Texte extrait:

M. et Mme Delord ouvrirent alors provisoirement une Maison de repos.

« Les surmenés, les vaincus par la hâte de vivre, par le bruit de ferraille, par les potins mondains ou religieux, les débordés, les haletants y trouveront la débridée. »

A Valbonne, il y a du reste une tradition à continuer : un de ses bâtiments porte le nom de « Maison de Retraitant ». Jadis les prêtres du voisinage, fatigués, pouvaient y venir librement, seuls, à deux, à trois, et y trouver chambre et couvert.

« Aujourd’hui nous garderons cette tradition des Pères Chartreux. Il y aura toujours chez nous des places réservées à ceux qui veulent se refaire. »

« Ce sera notre moyen de préparer l’avenir… »

En attendant nos lépreux.

Et les hôtes arrivèrent : des pasteurs, des unionistes, des campeurs, des prêtres, des séminaristes …

Chacun était renseigné sur le vrai but de cette Chartreuse et plein de respect pour celui qui disait :

– « Une issue se trouvera, j’ai appris la patience, je désire marcher, je finirai par arriver. »

Delord fera l’impossible pour déraciner des préjugés. Il y mettra des années, s’il le faut.

- « Rien ne m’empêche de compter sur des changements de Ministères. Les Ministres ne sont pas inamovibles ! »

Pendant que Mme Delord s’occupe des pensionnaires, son mari reprend un contact personnel avec les Commissions d’Hygiène, avec les Mairies, les Préfectures, les Sous-Préfectures des départements voisins, avec tous ceux qui exercent des pouvoirs et le gratifient toujours des mêmes aménités :

– Nous sommes désolés, mais nous ne voulons pas de lépreux chez nous ; qu’ils aillent se faire pendre ailleurs ! …

Sans le vouloir, ces gracieusetés, rapportées par les journaux, attirèrent l’attention sur Valbonne. On en parlait, on y allait, le nombre des visiteurs augmentait. Delord cherchait à les tranquilliser, à les gagner – non pas à sa cause, mais à celle des abandonnés, à celles des Colonies, à celle de la France …

La délivrance approche.

Travail à faire:
**1.** Dans le texte sur la Maison de repos de Valbonne, quel nom porte l'un des bâtiments ?
**2.** Poursuivez le texte sur la Maison de repos de Valbonne à la suite de sa dernière phrase.

Données sources:
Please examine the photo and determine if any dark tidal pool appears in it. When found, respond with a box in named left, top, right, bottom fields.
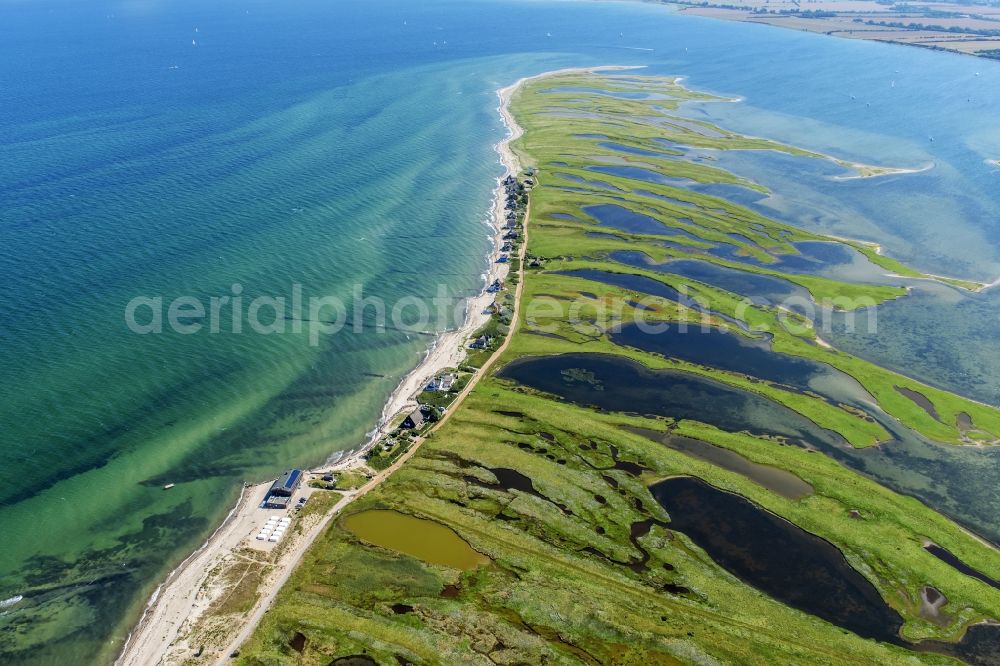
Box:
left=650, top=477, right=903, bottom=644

Résultats obtenus:
**1.** L'un des bâtiments porte le nom de « Maison de Retraitant ».

**2.**
Fait inattendu, voici que le Conseil départemental lui demande un nouveau rapport qui sera soumis à une Commission, puis à une Sous-Commission ; Delord l’écrira. Bientôt le Conseil supérieur d’Hygiène voudra des renseignements complémentaires  afin de statuer en dernier ressort ; sans perdre la foi Delord s’exécuta aussi consciencieusement que s’il n’avait jamais été rebuté.

Bien lui en prit : après examen de derniers documents, le professeur Marchoux, de l’Institut Pasteur, voulut se rendre en personne à Valbonne. Le maître de céans lui fit visiter la Chartreuse de fond en comble. Frappé des connaissances techniques de l’ancien missionnaire en Nouvelle-Calédonie, convaincu de l’urgence et de la hauteur du but poursuivi, l’enquêteur, après trois jours d’inspection, lui dit :

– On demande s’il y a encore des lépreux en France ? On en compte un millier… Ils sont plus de trois cents à Paris, je m’y connais. Quant à votre maison, elle doit devenir la leur… Vous l’agrandirez, comptez sur mon préavis favorable.

Sur ce, il repartit. Quelques jours après (le 18 août 1926).

L’autorisation ministérielle définitive parvenait au monastère.

La persévérance de l’opiniâtre défenseur des abandonnés recevait enfin sa récompense ; quatre années après la première intervention du philanthrope américain, le résultat était acquis.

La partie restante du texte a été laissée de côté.